EXERCISE |
Write out the entries below word for word. Begin at their first line and stop after the line containing "(1131, 758)", including that line.

======== INPUT RECORDS ========

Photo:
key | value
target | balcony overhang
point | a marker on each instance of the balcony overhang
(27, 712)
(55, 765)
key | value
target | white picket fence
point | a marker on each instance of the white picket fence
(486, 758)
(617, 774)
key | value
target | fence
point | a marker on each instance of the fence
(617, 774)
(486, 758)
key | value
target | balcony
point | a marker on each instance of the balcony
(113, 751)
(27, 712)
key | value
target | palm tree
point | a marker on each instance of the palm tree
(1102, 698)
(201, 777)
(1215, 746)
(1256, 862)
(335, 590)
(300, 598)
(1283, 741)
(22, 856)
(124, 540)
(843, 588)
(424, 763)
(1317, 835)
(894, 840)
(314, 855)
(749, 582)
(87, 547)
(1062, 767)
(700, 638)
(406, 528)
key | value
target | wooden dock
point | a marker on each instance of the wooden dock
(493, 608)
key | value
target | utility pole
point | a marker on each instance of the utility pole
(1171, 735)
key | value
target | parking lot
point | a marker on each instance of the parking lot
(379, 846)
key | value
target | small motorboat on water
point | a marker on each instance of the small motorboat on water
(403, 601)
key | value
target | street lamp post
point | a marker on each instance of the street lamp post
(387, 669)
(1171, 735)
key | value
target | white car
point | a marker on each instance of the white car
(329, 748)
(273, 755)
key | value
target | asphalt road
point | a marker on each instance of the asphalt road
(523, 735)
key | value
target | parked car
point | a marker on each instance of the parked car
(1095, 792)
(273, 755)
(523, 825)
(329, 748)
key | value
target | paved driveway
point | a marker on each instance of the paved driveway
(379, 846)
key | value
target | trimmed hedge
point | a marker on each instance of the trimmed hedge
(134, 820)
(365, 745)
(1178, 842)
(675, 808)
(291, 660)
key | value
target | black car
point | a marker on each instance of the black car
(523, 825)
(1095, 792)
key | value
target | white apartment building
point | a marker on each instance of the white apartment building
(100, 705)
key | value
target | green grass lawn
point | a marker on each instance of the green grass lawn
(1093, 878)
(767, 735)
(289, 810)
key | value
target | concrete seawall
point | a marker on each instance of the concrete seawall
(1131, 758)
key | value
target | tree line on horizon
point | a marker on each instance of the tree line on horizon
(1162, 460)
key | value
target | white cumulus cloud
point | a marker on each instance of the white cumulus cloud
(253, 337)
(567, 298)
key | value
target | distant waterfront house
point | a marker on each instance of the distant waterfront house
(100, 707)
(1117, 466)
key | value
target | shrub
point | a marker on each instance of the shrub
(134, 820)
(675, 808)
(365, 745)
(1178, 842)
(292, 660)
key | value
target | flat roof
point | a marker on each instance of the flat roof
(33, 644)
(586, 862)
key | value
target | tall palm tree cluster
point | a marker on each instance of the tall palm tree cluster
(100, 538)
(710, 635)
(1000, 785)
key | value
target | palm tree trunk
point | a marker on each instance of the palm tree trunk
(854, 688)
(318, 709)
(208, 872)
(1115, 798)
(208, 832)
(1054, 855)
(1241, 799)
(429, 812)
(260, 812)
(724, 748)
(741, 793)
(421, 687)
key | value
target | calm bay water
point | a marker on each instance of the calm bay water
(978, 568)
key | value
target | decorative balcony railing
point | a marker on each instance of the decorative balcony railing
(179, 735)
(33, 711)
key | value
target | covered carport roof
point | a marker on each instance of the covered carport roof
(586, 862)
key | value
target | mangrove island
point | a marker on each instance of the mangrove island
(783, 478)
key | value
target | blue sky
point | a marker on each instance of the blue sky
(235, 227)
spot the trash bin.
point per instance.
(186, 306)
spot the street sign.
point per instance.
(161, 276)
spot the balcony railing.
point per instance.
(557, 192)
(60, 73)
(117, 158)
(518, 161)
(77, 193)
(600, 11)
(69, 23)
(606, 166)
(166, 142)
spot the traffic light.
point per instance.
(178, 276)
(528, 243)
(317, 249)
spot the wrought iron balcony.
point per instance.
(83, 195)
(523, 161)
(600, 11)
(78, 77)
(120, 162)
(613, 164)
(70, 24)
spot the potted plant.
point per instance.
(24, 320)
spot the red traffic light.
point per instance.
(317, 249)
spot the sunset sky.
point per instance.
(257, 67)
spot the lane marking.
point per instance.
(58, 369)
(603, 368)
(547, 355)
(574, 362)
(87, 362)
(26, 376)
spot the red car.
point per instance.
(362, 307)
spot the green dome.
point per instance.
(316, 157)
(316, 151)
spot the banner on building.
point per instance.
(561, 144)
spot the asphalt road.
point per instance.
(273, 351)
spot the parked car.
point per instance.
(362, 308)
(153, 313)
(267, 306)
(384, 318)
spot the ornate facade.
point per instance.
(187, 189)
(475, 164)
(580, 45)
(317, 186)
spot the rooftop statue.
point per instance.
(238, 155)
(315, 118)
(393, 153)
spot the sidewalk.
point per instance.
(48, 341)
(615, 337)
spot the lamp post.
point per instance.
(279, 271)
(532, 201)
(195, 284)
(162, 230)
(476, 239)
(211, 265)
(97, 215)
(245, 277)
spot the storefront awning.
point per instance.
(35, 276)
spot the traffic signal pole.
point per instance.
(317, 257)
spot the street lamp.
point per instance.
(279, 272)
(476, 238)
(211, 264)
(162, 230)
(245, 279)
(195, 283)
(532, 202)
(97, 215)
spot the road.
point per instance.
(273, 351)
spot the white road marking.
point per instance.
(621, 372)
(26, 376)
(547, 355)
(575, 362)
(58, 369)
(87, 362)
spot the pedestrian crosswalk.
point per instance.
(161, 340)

========

ANSWER FOR THE TASK |
Photo:
key | value
target | balcony overhang
point | a marker on each instance of the balcony overhang
(27, 712)
(55, 765)
key | value
target | white picket fence
point | a marker on each instance of the white picket fence
(486, 758)
(617, 774)
key | value
target | fence
point | a marker on each instance of the fence
(617, 774)
(486, 758)
key | value
target | balcony
point | a marker on each instance of the balcony
(113, 751)
(27, 712)
key | value
target | palm tree
point | a marker on each instance of the palm tree
(1102, 698)
(201, 777)
(1215, 746)
(1256, 862)
(335, 590)
(300, 598)
(1283, 741)
(22, 856)
(124, 540)
(843, 588)
(424, 763)
(1317, 835)
(894, 840)
(314, 855)
(749, 582)
(87, 547)
(1062, 767)
(700, 638)
(406, 528)
key | value
target | wooden dock
point | a marker on each instance of the wooden dock
(493, 608)
key | value
target | utility pole
point | a marker on each instance of the utility pole
(1171, 735)
key | value
target | parking lot
point | a marker on each instance of the parking lot
(379, 846)
key | value
target | small motorboat on water
point | a marker on each instance of the small motorboat on water
(403, 601)
key | value
target | street lamp post
point | a marker on each instance of the street lamp post
(387, 669)
(1171, 735)
key | value
target | white car
point | a marker on each instance of the white car
(329, 748)
(273, 755)
key | value
target | asphalt road
point | a marker on each instance of the asphalt road
(523, 735)
key | value
target | parked car
point | a marker on each instance of the parked car
(1095, 792)
(273, 755)
(523, 825)
(329, 748)
key | value
target | paved driveway
point | a marker on each instance of the paved driveway
(379, 846)
key | value
target | trimmed hedge
point | a marker on each instance of the trimmed hedge
(134, 820)
(365, 745)
(1178, 842)
(675, 808)
(291, 660)
key | value
target | black car
point | a marker on each instance of the black car
(523, 825)
(1095, 792)
key | value
target | white apartment building
point | a marker on each instance of the white apartment building
(100, 705)
key | value
target | green grass lawn
point | a marker on each instance of the green grass lawn
(1093, 878)
(767, 735)
(289, 810)
key | value
target | concrete seawall
point | a marker on each instance of the concrete seawall
(1131, 758)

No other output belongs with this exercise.